• [What you need to do] Please reproduce all of the lines below, word for word and in full.

• [Material provided]
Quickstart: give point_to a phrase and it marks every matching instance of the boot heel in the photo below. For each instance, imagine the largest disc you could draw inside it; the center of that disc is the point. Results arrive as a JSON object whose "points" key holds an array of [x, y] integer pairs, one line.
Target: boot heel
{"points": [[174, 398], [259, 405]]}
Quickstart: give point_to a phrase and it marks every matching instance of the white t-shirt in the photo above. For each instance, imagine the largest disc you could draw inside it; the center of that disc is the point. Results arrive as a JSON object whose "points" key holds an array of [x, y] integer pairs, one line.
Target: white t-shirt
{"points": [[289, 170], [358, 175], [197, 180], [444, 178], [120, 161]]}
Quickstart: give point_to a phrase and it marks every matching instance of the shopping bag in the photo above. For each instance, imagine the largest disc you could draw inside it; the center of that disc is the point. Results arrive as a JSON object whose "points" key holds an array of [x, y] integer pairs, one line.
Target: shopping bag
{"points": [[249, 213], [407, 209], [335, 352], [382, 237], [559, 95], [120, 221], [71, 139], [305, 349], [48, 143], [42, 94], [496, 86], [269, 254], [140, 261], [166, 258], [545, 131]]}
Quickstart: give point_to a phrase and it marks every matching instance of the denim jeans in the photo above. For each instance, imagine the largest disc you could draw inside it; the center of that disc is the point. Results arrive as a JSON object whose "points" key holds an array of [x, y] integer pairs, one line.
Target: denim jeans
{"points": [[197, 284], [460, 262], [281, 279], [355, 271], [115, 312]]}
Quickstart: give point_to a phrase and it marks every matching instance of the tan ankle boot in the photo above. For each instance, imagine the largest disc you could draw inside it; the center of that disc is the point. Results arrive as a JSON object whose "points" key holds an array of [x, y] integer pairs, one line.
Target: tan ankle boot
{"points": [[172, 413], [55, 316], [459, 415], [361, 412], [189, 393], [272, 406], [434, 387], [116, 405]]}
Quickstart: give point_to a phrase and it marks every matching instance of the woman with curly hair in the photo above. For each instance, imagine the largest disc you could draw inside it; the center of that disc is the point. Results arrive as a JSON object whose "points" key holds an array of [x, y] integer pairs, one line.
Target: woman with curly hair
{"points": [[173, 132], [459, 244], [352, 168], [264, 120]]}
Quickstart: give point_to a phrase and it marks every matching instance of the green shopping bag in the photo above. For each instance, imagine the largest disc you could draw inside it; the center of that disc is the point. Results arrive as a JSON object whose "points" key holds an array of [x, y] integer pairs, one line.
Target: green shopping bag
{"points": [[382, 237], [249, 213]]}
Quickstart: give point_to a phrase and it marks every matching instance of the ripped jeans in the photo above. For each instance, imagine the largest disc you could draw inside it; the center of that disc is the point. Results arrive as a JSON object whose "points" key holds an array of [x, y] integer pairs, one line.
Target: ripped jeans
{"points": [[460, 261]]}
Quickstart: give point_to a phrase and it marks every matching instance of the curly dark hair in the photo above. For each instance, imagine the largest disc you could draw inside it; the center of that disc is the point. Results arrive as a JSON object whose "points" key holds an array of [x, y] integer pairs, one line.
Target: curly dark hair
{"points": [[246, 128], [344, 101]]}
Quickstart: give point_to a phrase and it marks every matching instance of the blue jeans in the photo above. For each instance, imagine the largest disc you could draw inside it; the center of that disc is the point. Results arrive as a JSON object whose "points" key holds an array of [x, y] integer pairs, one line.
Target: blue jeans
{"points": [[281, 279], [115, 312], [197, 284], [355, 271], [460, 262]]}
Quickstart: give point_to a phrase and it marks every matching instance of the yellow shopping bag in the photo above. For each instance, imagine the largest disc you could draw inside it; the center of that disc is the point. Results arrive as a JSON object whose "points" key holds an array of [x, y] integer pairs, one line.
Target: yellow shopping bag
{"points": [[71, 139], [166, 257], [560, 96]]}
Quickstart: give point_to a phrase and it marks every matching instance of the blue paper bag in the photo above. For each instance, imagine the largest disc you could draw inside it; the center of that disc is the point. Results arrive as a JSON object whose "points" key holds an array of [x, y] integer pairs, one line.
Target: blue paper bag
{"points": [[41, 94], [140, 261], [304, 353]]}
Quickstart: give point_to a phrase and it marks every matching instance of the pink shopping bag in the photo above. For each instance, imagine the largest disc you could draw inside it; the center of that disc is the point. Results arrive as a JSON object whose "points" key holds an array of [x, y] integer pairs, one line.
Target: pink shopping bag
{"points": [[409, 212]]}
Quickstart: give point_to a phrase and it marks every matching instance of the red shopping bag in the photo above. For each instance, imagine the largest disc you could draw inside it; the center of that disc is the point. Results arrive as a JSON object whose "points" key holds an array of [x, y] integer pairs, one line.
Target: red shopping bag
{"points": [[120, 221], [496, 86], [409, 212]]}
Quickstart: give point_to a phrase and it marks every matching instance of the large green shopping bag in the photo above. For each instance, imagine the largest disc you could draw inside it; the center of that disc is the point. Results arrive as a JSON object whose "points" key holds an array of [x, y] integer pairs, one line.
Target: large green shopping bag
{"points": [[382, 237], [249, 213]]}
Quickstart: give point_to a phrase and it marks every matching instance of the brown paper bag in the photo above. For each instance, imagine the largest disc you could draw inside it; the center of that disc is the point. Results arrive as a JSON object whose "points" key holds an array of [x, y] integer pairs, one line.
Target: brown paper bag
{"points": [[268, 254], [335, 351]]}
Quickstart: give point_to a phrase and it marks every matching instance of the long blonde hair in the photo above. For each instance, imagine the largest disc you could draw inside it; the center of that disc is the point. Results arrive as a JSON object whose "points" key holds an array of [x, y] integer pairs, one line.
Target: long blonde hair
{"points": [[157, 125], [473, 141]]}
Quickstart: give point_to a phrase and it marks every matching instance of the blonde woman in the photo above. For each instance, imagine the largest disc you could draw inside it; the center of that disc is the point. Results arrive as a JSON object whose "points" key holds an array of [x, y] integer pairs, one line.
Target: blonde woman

• [Reply]
Quickstart: give point_to a phrase and it marks every matching instance of the boot heel in the photo below. For each instance, imagine the largest disc you could draw inside it; the center of that disc is the point. Results arrive as a JSON object whose "points" key holds an array of [x, y] integer pairs, one line.
Target: boot heel
{"points": [[174, 398], [259, 405]]}
Quickstart: give point_to a phrase and it marks every matching instance of the white t-shirt in the photo above. For each instance, imagine the largest disc you could draw inside it; the center of that disc is the point. Results arrive as a JSON object whose "points" key holds an array of [x, y] integer pairs, one line.
Target: white t-shirt
{"points": [[289, 170], [358, 175], [197, 180], [444, 178], [120, 161]]}
Quickstart: give point_to a phrase and it marks every matching instance of the shopping bag in the photo above. For each instance, imagine the largest disc you could draw inside it; the center of that disc is the point. Results arrive as a JSON object whose "points" key holds an array of [x, y] integer pairs, one line.
Target: shopping bag
{"points": [[249, 213], [407, 209], [335, 352], [382, 237], [559, 95], [120, 221], [71, 139], [305, 349], [48, 143], [42, 94], [496, 86], [269, 254], [140, 261], [166, 258], [545, 131]]}
Quickstart: give point_to a phrase and it marks every matching instance of the denim jeans in the photo above. For each instance, imagine the largest disc you could draw inside it; the center of that disc is the point. Results arrive as a JSON object whose "points" key holds an array of [x, y] integer pairs, one line.
Target: denim jeans
{"points": [[197, 284], [460, 262], [281, 279], [355, 271], [115, 312]]}
Quickstart: give point_to a phrase and it marks every matching instance of the tan ankle boot in the photo above. For each instance, imagine the largest disc you could draw inside it; the center of that disc is the point. Results arrive as a JSON object whose "points" key holds an array of [x, y] integer pairs, one line.
Target: tan ankle boot
{"points": [[172, 413], [55, 316], [459, 415], [361, 412], [189, 393], [272, 406], [434, 387], [116, 405]]}
Quickstart: give point_to a phrase and it marks every matching instance of the woman with curly hair in the photo above. For each instance, imagine the largest disc you could draw inside it; the center of that disc is the point. Results arrive as a JSON object whose "points" key holds an array of [x, y] integer pairs, one line.
Target: woman with curly hair
{"points": [[173, 132], [459, 244], [352, 168], [264, 120]]}
Quickstart: give point_to a phrase and it marks every matching instance of the green shopping bag in the photo above. For each instance, imagine the largest disc you could draw inside it; the center of that disc is the point. Results arrive as a JSON object whose "points" key holds an array of [x, y] integer pairs, one line.
Target: green shopping bag
{"points": [[382, 237], [249, 213]]}
Quickstart: give point_to a phrase and it marks every matching instance of the ripped jeans in the photo above. For each instance, imagine the largest disc you could draw inside it; the center of that disc is the point. Results arrive as a JSON object whose "points" key holds an array of [x, y] integer pairs, one line.
Target: ripped jeans
{"points": [[460, 261]]}
Quickstart: give point_to a phrase and it marks every matching instance of the curly dark hair in the photo above. For each instance, imagine the largest disc you could draw inside it; the center of that disc is the point. Results arrive as a JSON object whose "points" key holds an array of [x, y] integer pairs, one line.
Target: curly dark hair
{"points": [[246, 128], [344, 101]]}
Quickstart: give point_to a phrase and it marks every matching instance of the blue jeans in the photo above. For each instance, imagine the largest disc you could draw inside it; the center of that disc is the point. Results arrive as a JSON object whose "points" key holds an array of [x, y] integer pairs, one line.
Target: blue jeans
{"points": [[281, 279], [115, 312], [197, 284], [355, 271], [460, 262]]}
Quickstart: give point_to a phrase and it marks every matching instance of the yellow shopping bag in the photo above. For each instance, imagine the largest disc you could draw inside it; the center of that disc is the point. Results arrive as a JSON object whose "points" key holds an array of [x, y] integer pairs, one line.
Target: yellow shopping bag
{"points": [[71, 139], [166, 257], [560, 96]]}
Quickstart: give point_to a phrase and it marks every matching instance of the blue paper bag in the photo above. For each instance, imagine the largest disc you could draw inside it; the center of that disc is the point. Results arrive as a JSON object whose "points" key holds an array of [x, y] integer pairs, one line.
Target: blue paper bag
{"points": [[41, 94], [140, 261], [304, 353]]}
Quickstart: give point_to a phrase and it marks every matching instance of the pink shopping bag in the photo above. For each instance, imagine the largest disc you could draw inside it; the center of that disc is the point. Results arrive as a JSON object whose "points" key holds an array of [x, y] integer pairs, one line.
Target: pink shopping bag
{"points": [[409, 212]]}
Quickstart: give point_to a phrase and it marks every matching instance of the red shopping bag in the photo above. For each instance, imagine the largest disc you could draw inside it; the center of that disc is the point. Results arrive as a JSON object whose "points" key holds an array of [x, y] integer pairs, one line.
Target: red shopping bag
{"points": [[120, 221], [496, 86], [409, 212]]}
Quickstart: give point_to a phrase and it marks every matching instance of the large green shopping bag in the photo above. For each instance, imagine the largest disc you could draw inside it; the center of that disc is the point. Results arrive as a JSON object whose "points" key holds an array of [x, y] integer pairs, one line.
Target: large green shopping bag
{"points": [[382, 237], [249, 213]]}
Quickstart: give point_to a phrase and it marks every matching instance of the brown paper bag in the photo above. For each instance, imagine the largest disc you could draw inside it; the center of that disc is the point. Results arrive as a JSON object whose "points" key holds an array of [x, y] integer pairs, one line.
Target: brown paper bag
{"points": [[268, 254], [335, 351]]}
Quickstart: give point_to a phrase and it marks every matching instance of the long blonde hair in the photo above. For each instance, imagine the largest disc you could draw inside it; the center of that disc is the point. Results arrive as a JSON object whose "points" key holds an array of [x, y] integer pairs, one line.
Target: long blonde hair
{"points": [[157, 125], [473, 141]]}
Quickstart: give point_to a phrase and it marks every matching instance of the blonde woman in the photo above. For each instance, imagine the largest disc you could draw inside it; the center of that disc is the point. Results arrive as a JSON object whose "points" key holds an array of [x, y] integer pairs, one line.
Target: blonde woman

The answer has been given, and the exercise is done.